Но наше время любит всё. Мы хотим проверять значимость всей музыки за все время существования человечества. В России пришел черед «ударить молотом по Мейерберу». Тем более в Мариинском театре, где уже сыграно просто совсем ВСЕ из мирового оперного репертуара, причем не просто сыграно, но и – в основном – сыграно успешно. Тем более Валерием Гергиевым, который за что ни примется, показывает свою уникальную оснащенность для каждой выбранной стилистики. (Жаль, что в Мариинском театре нет интереса к операм барокко и к новой венской школе.)
Скажем сразу, что Гергиеву партитура Мейербера явно понравилась. Он обошелся с ней любовно и нежно, окрыленно и приподнято. Общую несобранность в сценах с хором и некоторыми солистами я бы охотно простил – за счет целостной оркестровой удачи. Как всегда, пленяли тишайшие зависания и мощнейшие fortissimi, в которых никогда не пугала крикливость и пережатость. Стилистика Мейербера прожита и освоена по-хозяйски, основательно.
С работой дирижера довольно умело боролся режиссер Константин Балакин, взяв в сообщники художника Елену Вершинину. Балакин ставил не драму и не трагедию, а игру в костюмированный бал. В пятом акте, вообще-то, на сцене Варфоломеевская ночь, когда в Париже зарезали тридцать тысяч гугенотов. И в «хорошей постановке» худо-бедно нам от этого становится жутко, иногда просто «стынет кровь в жилах». А тут какие-то грамотно по сегодняшней театральной практике одетые «исторические персонажи» где-то на заднем плане то ли умирают, то ли участвуют в очередной игре в масках. А то, что трех главных персонажей у нас на глазах – бах! – и заставляют упасть, на нас не производит никакого впечатления. Потому что на сцене с начала до конца царит игра, задрапированная кружавчиками. Никакими не кружевами, чтоб вы не думали. И воплощают эти «кружавчики» пять километров мутной серой ткани, которые – с ужасно безвкусными воланами – то свисают, то ниспадают, то расколыхиваются над сценой, свидетельствуя о пошлой театральности действия на подмостках. Еще на сцене есть гаргульи разного размера, страшные и ужасные, мелкие копии которых мы привозили из Парижа в свои первые поездки, как знаки зла. И бедному слуге Марселю приходится в пятом действии в порыве гнева разрубать на части разнесчастную гаргулью у нас на глазах. Но никакого ужаса нам это не приносит. Только еще раз усмехаемся (в усы, если они у вас есть).

Строки для определения позиции
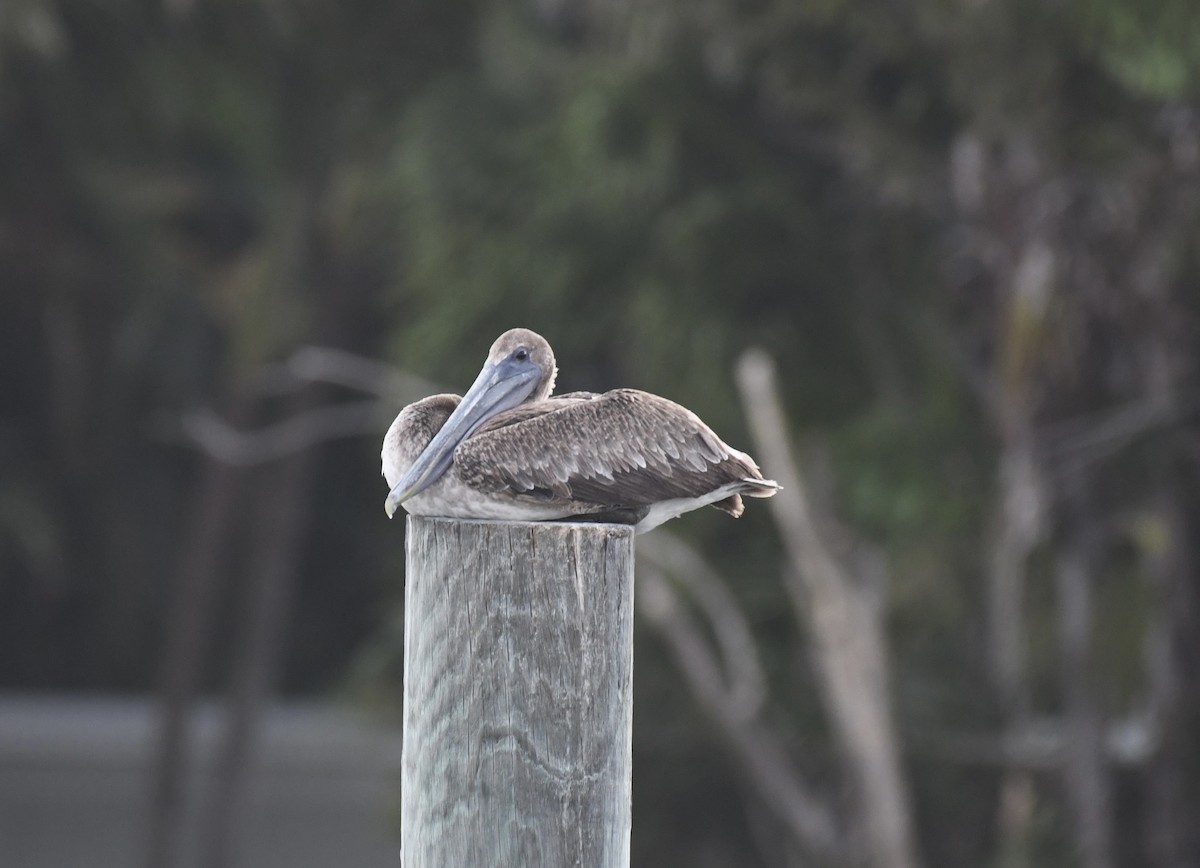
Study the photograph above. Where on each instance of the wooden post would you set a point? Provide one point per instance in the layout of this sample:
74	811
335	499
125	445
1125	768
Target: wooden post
519	664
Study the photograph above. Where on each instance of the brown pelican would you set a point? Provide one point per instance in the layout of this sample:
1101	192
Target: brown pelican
509	450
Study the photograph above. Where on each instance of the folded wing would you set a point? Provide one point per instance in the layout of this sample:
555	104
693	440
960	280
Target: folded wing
625	448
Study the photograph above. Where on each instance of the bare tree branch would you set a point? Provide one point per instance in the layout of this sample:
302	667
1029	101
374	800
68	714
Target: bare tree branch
741	671
844	621
767	765
227	444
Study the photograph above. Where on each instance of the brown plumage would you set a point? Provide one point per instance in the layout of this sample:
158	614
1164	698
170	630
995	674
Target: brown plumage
624	455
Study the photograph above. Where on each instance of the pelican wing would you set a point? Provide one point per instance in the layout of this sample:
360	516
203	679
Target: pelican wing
624	448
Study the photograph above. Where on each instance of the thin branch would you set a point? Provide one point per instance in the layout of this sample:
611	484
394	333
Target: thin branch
215	437
844	620
762	756
331	366
741	671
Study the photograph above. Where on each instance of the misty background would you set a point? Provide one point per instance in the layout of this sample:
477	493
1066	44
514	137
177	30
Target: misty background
934	264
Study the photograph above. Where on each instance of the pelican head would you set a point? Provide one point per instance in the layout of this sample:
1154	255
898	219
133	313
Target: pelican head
520	367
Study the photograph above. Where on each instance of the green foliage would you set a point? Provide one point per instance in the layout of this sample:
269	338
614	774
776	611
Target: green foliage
189	191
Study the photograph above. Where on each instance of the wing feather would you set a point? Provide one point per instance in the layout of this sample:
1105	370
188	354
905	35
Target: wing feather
625	448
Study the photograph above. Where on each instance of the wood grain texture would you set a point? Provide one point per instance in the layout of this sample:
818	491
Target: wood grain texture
517	694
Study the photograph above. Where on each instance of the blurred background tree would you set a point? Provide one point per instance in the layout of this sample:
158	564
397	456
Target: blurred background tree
965	234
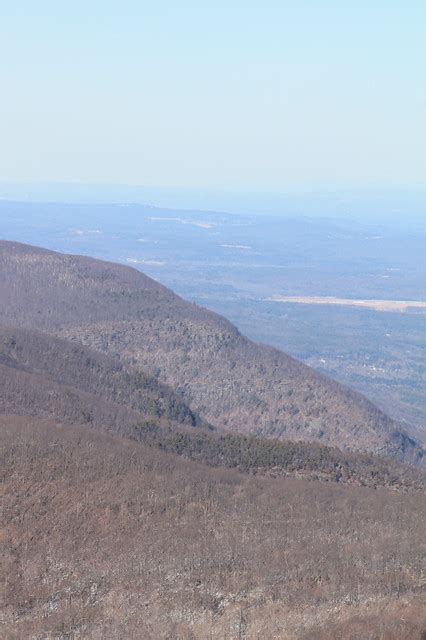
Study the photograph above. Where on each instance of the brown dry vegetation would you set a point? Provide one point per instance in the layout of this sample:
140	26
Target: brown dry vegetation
125	514
103	538
232	382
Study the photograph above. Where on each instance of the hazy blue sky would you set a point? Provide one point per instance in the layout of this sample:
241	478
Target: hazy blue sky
237	94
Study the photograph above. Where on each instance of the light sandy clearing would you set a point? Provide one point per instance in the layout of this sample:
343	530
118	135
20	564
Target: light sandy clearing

> **Задачи и задания**
a – Перепишите из текста о постановке Мейербера отрывок от слов «Скажем сразу, что» до слов «освоена по-хозяйски, основательно.» включительно.
b – Продолжите текст о постановке Мейербера, начав сразу после его последнего предложения.
Приведённые строки здесь никакой роли не играют.

> **Итоговые ответы**
a –
Скажем сразу, что Гергиеву партитура Мейербера явно понравилась. Он обошелся с ней любовно и нежно, окрыленно и приподнято. Общую несобранность в сценах с хором и некоторыми солистами я бы охотно простил – за счет целостной оркестровой удачи. Как всегда, пленяли тишайшие зависания и мощнейшие fortissimi, в которых никогда не пугала крикливость и пережатость. Стилистика Мейербера прожита и освоена по-хозяйски, основательно.

b –
Усугубляют ситуацию потанцульки. Их поставил хореограф Эдвальд Смирнов, за спиной которого есть несомненные удачи. Но тут ему пришлось такого навернуть, что даже моя любовь составлять из слов предложения не заставит меня пойти на соблазн описывать им придуманное. Спишем неудачу хореографа на сотрудничество с развлекательным режиссером.
Как выпутываются из этой ситуации певцы? И есть ли в премьерном спектакле те самые семь звезд, которых нам надо ждать? (Напомню, что в предыдущих спектаклях в разных городах Европы таковых семерых всякий раз не набиралось!)
Начнем с хорошего. Пленяет изяществом, оригинальностью подхода и вокальным лукавством Дарья Росицкая в роли пажа Урбана. Она наделяет его и сценическим обаянием и актерской естественностью. Могуч и достоверен, вокально многослоен и театрально внятен Олег Сычёв в роли Марселя – у него получаются и куплетики первого акта, и долгие волнующие монологи. Прекрасно пел в этот вечер и Михаил Петренко в роли графа Сен-Бри, его голос харизматически выражал центральное положение в борьбе конфессиональных противников.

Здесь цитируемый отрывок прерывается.